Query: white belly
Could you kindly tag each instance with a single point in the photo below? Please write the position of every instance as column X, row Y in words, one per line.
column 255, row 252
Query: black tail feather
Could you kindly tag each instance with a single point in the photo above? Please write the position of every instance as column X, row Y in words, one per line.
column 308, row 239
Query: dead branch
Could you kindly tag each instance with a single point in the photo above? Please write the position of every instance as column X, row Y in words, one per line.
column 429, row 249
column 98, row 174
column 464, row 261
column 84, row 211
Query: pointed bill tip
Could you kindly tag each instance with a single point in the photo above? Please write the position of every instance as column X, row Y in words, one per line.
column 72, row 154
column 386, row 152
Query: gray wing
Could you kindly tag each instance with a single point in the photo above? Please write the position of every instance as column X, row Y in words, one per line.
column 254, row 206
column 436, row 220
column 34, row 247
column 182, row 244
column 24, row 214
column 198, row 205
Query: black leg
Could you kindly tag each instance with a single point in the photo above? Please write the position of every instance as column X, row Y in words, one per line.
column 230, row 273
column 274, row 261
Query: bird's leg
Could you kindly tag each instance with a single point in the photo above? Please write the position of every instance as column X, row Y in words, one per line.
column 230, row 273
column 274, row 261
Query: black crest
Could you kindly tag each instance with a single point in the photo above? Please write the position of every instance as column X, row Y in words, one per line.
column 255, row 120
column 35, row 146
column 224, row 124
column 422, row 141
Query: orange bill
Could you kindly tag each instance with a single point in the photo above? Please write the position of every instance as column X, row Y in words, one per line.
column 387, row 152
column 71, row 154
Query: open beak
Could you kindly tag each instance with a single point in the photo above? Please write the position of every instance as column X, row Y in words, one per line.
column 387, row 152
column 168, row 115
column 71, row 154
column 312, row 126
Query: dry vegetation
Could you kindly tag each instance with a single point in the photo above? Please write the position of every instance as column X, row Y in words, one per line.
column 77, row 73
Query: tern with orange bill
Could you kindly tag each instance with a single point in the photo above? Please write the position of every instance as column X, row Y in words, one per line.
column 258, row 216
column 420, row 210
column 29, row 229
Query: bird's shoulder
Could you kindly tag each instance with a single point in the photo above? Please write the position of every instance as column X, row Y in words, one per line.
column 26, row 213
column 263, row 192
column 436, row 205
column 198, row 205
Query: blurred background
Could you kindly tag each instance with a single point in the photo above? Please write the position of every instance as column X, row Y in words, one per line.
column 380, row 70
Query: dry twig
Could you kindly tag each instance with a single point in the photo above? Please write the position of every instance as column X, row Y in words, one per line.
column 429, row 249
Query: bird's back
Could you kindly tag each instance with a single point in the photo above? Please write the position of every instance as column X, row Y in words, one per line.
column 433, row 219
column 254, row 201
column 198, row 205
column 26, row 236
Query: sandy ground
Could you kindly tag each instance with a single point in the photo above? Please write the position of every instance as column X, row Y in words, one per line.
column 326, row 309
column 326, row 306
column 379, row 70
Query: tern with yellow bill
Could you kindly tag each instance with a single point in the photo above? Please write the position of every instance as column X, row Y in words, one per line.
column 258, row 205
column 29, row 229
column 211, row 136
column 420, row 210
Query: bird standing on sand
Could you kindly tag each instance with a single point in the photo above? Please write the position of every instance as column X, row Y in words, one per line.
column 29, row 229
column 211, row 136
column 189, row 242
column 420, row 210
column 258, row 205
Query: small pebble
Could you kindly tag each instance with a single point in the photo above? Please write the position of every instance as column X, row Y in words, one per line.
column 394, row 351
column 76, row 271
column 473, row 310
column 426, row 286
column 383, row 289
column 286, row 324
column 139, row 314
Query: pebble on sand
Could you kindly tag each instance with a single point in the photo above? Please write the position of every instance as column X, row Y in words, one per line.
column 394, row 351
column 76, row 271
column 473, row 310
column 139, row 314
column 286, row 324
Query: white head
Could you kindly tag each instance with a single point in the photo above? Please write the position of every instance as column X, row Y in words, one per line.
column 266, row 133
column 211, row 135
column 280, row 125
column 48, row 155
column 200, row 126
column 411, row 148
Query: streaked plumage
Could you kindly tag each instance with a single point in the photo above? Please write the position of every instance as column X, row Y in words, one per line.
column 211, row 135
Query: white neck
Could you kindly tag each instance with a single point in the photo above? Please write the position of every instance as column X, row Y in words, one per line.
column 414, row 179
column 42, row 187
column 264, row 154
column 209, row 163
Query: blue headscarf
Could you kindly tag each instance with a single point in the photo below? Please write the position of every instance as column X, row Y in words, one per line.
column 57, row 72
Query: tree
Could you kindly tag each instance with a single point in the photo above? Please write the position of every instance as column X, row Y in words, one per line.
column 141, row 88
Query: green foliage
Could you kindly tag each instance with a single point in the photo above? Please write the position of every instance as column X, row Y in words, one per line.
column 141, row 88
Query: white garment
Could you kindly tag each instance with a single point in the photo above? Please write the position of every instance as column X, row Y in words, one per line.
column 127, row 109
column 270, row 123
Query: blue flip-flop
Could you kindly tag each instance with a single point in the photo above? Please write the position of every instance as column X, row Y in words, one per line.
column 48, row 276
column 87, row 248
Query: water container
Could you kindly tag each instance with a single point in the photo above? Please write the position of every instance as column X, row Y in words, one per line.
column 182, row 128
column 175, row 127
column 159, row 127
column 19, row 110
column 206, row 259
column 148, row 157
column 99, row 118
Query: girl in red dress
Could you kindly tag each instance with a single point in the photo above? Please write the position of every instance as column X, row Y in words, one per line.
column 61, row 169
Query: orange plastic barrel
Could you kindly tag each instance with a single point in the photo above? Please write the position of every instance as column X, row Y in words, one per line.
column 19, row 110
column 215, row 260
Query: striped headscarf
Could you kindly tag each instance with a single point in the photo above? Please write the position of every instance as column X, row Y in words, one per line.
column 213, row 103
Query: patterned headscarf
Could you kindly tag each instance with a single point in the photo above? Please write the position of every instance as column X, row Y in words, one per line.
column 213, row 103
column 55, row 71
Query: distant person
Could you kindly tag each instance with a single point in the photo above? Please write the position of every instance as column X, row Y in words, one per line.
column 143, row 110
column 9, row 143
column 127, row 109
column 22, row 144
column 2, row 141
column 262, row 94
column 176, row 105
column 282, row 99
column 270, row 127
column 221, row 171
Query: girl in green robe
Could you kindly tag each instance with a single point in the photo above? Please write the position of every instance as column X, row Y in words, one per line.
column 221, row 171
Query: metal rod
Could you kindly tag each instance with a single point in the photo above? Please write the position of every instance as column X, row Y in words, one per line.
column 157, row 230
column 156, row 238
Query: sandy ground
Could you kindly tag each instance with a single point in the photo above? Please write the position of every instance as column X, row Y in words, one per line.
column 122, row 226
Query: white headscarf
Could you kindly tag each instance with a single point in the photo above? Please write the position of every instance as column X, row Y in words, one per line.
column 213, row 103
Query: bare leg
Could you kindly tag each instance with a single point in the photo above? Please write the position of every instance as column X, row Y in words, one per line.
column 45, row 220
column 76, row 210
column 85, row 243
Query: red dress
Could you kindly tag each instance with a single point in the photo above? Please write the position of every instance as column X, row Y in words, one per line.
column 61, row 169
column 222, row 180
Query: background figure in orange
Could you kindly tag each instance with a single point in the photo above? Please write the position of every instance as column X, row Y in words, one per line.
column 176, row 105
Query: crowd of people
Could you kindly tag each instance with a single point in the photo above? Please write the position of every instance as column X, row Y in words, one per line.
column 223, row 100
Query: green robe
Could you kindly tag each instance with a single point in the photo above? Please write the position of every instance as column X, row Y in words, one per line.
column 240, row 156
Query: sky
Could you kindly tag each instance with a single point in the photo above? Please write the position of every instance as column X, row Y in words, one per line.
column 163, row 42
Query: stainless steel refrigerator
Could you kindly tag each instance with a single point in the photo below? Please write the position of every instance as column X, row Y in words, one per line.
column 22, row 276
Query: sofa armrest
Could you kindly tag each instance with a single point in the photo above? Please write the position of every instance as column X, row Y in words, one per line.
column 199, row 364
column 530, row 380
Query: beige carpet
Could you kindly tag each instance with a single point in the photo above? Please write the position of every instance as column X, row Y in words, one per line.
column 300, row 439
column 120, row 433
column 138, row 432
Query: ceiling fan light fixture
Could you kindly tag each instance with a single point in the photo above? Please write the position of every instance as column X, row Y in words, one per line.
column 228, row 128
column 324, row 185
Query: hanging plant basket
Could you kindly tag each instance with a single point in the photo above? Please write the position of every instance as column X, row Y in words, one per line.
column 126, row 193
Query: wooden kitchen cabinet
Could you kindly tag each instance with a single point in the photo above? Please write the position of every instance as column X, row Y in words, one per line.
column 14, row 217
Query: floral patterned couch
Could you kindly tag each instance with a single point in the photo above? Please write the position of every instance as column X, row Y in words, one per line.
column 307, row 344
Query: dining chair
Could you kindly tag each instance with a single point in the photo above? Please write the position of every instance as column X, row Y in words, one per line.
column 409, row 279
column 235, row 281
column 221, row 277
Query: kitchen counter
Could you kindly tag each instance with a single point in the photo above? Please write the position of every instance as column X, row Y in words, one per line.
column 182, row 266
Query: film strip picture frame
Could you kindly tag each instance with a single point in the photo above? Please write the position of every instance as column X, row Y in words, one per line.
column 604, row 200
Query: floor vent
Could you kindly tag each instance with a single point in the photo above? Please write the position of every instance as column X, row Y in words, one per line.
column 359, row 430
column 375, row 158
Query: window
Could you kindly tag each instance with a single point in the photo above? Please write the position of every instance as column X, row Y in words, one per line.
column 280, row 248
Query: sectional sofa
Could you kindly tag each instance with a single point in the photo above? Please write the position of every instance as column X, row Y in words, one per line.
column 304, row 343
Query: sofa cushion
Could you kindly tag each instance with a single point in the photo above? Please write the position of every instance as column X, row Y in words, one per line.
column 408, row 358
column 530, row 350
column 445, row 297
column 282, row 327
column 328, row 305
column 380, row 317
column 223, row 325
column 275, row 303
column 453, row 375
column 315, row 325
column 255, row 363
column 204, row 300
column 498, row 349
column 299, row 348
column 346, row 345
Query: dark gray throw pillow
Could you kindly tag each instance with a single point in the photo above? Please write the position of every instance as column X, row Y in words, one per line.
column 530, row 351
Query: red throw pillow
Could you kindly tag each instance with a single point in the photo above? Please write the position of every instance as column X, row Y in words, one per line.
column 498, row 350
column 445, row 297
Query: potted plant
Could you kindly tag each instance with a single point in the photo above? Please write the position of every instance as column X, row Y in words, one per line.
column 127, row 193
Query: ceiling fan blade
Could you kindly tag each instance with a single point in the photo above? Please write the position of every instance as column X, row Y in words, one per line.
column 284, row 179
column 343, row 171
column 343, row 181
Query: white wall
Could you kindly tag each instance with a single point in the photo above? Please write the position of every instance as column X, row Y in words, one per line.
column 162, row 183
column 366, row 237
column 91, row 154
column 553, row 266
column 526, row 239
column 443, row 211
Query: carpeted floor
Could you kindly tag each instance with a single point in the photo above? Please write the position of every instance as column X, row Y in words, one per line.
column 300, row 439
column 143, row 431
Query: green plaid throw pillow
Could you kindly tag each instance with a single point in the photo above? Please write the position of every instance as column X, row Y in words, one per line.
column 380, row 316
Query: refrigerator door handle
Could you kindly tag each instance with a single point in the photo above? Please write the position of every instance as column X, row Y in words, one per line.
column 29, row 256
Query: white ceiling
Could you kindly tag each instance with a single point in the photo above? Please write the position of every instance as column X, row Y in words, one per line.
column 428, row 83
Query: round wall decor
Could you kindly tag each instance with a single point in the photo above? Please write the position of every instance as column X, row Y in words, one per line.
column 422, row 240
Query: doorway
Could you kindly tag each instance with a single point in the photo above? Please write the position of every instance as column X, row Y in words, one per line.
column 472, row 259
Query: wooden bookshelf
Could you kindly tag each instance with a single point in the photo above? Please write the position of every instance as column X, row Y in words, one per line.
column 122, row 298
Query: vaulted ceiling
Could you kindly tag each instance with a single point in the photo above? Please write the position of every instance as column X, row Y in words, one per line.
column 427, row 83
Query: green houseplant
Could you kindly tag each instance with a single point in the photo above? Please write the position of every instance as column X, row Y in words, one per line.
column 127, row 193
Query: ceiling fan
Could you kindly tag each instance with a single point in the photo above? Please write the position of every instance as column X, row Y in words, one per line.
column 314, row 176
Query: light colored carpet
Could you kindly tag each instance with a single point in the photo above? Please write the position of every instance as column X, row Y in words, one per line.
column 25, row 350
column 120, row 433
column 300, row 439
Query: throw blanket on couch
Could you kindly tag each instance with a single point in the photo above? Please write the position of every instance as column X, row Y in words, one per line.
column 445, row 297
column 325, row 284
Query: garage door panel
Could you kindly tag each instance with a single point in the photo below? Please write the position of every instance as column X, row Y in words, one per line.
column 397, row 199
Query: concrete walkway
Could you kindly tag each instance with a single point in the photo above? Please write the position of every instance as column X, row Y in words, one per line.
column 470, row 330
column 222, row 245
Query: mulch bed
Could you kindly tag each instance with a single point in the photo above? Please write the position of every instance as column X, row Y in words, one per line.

Exercise goal: Could you work out how many lines in the records include "orange"? Answer with the number only.

Response to the exercise: 4